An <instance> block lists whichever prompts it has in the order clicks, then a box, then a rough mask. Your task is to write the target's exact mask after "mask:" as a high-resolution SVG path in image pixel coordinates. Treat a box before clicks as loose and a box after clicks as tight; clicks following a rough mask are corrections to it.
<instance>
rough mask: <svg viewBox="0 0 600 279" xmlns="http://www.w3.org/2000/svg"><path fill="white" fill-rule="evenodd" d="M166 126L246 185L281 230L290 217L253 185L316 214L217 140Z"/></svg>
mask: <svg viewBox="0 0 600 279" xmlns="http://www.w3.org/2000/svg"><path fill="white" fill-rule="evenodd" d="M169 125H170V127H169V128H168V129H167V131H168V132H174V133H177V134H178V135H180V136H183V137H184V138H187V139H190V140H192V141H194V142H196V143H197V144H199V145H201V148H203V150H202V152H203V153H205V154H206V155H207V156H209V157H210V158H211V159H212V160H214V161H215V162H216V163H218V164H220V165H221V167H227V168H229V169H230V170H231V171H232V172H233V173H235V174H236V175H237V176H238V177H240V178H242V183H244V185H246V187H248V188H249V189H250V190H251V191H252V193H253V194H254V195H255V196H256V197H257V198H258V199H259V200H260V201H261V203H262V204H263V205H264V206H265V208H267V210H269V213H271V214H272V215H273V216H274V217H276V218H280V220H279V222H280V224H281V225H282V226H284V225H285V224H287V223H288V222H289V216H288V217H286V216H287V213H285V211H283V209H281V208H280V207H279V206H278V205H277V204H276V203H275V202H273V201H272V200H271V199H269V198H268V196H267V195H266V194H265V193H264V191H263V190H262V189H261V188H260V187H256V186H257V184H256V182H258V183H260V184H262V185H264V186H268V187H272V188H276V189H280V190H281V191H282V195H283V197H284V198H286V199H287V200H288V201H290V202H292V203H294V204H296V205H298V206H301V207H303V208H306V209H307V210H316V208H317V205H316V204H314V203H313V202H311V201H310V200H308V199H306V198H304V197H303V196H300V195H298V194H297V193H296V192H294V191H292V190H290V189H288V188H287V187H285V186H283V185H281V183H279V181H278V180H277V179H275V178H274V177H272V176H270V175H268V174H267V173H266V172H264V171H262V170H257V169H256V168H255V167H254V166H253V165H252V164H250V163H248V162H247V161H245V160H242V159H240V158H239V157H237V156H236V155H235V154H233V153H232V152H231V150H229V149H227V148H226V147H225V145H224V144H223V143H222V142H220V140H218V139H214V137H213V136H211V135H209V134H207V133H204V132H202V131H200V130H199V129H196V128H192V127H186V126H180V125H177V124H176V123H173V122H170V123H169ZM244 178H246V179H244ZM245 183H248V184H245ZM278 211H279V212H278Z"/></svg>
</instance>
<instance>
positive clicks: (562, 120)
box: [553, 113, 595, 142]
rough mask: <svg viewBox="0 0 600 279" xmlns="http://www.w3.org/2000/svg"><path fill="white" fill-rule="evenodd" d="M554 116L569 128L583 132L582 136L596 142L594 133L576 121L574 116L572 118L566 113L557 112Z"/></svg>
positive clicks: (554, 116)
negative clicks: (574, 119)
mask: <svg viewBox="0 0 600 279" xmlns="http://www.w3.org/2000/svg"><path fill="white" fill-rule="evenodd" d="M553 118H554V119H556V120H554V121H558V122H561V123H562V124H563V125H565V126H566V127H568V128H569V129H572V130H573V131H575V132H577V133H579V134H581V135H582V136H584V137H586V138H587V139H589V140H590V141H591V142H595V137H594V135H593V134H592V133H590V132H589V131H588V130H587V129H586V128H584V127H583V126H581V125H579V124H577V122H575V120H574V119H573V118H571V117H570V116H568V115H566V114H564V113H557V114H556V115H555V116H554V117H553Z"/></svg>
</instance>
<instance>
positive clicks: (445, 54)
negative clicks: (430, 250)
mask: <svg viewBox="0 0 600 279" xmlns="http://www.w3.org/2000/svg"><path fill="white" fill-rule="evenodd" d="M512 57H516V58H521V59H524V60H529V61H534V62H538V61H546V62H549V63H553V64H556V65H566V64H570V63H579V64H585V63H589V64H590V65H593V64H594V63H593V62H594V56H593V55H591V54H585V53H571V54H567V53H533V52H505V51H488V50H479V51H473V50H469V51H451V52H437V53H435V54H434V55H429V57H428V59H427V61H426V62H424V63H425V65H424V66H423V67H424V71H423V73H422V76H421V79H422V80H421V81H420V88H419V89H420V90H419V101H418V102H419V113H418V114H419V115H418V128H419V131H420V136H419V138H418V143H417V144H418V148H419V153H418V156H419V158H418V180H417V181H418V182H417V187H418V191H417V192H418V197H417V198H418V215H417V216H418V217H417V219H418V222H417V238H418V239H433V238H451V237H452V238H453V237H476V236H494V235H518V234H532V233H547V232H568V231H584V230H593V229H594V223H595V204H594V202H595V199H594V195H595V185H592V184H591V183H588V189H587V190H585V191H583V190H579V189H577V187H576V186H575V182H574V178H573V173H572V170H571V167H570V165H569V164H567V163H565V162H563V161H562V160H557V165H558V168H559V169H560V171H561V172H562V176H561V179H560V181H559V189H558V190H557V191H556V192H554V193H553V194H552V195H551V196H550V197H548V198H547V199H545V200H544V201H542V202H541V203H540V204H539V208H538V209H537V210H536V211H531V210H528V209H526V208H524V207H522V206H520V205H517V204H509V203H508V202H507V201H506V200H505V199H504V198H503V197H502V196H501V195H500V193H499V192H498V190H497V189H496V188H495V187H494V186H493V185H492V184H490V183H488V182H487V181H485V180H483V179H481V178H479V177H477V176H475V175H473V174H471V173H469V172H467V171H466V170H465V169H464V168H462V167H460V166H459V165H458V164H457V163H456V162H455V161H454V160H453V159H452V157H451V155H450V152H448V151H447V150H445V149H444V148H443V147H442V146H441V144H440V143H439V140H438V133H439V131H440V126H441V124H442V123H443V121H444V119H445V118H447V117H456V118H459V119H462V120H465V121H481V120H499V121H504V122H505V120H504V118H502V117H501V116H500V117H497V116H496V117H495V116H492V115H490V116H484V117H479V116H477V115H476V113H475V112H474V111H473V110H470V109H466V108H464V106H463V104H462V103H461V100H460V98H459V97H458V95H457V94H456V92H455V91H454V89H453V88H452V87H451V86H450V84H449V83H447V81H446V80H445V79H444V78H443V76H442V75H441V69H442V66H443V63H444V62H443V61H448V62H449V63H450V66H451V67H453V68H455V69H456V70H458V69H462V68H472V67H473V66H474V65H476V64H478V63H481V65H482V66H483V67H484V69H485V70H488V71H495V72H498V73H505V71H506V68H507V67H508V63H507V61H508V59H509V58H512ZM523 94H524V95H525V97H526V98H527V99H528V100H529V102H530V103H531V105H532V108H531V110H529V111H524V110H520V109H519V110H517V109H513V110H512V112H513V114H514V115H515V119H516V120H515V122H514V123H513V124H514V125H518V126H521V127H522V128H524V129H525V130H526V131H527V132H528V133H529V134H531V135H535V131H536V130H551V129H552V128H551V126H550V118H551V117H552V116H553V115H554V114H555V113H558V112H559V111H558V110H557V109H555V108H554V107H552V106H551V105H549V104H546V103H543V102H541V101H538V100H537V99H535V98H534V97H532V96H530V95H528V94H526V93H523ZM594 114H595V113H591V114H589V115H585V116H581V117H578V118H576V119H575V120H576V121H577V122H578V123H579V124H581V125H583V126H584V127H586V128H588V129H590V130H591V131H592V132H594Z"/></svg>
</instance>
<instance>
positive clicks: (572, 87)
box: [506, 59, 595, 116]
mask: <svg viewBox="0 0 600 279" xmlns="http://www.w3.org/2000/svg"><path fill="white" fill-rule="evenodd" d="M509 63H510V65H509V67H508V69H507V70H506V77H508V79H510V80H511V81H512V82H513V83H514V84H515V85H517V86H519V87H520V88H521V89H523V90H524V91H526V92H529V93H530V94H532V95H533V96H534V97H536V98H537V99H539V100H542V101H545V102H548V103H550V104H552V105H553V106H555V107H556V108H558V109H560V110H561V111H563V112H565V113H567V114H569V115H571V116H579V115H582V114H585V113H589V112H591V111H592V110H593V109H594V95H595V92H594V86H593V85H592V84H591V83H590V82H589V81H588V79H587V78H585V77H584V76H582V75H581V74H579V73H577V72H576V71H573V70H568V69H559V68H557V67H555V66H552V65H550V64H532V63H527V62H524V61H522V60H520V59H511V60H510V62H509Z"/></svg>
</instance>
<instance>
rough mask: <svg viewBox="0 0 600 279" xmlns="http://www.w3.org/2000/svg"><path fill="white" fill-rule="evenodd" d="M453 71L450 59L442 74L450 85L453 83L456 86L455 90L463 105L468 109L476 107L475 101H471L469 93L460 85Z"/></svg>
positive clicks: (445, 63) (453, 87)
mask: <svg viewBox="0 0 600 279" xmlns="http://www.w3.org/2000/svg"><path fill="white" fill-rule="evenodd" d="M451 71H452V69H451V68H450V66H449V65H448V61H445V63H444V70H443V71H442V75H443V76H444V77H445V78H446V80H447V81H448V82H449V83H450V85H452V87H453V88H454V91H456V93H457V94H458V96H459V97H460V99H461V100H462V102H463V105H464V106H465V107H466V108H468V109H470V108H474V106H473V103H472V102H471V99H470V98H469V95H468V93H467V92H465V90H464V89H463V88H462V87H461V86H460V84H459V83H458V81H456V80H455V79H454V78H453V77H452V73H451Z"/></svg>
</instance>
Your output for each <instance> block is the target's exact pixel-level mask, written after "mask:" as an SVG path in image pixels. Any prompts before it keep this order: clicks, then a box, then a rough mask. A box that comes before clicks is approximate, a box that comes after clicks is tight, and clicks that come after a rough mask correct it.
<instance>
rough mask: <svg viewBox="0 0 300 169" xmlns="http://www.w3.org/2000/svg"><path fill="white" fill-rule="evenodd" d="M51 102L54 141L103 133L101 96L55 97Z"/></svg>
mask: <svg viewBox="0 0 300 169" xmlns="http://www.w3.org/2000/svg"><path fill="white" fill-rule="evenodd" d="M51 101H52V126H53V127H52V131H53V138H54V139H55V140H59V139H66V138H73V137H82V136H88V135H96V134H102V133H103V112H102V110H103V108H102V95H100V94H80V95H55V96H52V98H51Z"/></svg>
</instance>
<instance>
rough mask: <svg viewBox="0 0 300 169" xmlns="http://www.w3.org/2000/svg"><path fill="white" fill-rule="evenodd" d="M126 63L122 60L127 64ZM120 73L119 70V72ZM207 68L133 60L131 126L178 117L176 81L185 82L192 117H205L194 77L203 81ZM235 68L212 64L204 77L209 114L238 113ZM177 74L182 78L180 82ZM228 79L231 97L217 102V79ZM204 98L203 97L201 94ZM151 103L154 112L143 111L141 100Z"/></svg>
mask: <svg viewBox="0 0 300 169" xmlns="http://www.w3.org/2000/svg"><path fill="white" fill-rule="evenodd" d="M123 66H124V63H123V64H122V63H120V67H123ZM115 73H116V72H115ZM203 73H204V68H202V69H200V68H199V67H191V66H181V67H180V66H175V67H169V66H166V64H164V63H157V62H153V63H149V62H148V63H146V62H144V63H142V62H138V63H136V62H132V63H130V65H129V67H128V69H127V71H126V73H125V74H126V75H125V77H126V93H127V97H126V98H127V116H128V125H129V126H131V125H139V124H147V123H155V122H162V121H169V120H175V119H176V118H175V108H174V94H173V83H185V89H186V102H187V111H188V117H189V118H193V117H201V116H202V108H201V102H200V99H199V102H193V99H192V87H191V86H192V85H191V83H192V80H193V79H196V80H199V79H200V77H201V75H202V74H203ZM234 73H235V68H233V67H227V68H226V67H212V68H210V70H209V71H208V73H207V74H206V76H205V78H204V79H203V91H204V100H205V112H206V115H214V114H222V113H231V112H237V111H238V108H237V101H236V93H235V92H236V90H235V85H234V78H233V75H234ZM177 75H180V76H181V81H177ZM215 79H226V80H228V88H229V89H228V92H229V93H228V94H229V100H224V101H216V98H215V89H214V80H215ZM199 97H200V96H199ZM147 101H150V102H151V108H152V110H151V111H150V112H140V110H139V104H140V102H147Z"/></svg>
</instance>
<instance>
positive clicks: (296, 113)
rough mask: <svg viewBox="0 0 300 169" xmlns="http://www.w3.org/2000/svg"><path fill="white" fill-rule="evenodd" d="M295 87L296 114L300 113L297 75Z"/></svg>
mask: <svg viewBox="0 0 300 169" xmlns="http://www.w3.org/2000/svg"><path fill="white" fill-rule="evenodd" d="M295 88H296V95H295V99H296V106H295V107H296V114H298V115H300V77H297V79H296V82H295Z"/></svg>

───

Written task
Quote the entries word for word, starting at the very beginning and ending with the line that contains "126L246 185L281 230L290", including that line.

Answer to this problem
An <instance> block lists whichever prompts it has in the order clicks, then a box, then a rough mask. Your task is to write the target's exact mask after "mask:" as a high-resolution SVG path in image pixel coordinates. Treat a box before clicks as loose and a box after clicks as tight; clicks following a rough mask are corrections to it.
<instance>
rough mask: <svg viewBox="0 0 600 279" xmlns="http://www.w3.org/2000/svg"><path fill="white" fill-rule="evenodd" d="M166 126L246 185L281 230L290 217L253 185L316 214L217 140Z"/></svg>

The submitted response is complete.